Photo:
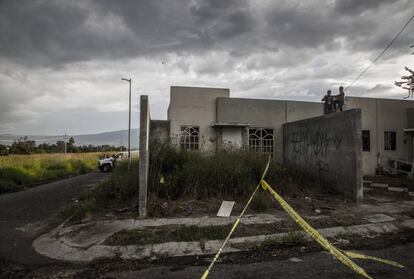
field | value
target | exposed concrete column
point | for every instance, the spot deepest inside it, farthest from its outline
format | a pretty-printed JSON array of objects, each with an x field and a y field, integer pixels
[{"x": 143, "y": 154}]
==================================================
__SHORT PROBLEM__. Format every line of the records above as a JSON list of strings, one string per line, with blank lines omitted. Leave the pictures out of the list.

__TASK RESULT__.
[
  "Photo:",
  "field | value",
  "target | exposed concrete column",
  "point | for every instance, the spot deepest inside it, farthest from its outline",
  "format | a pretty-printed JSON array of objects, each with an x field and a y field, integer pixels",
  "[{\"x\": 143, \"y\": 154}]"
]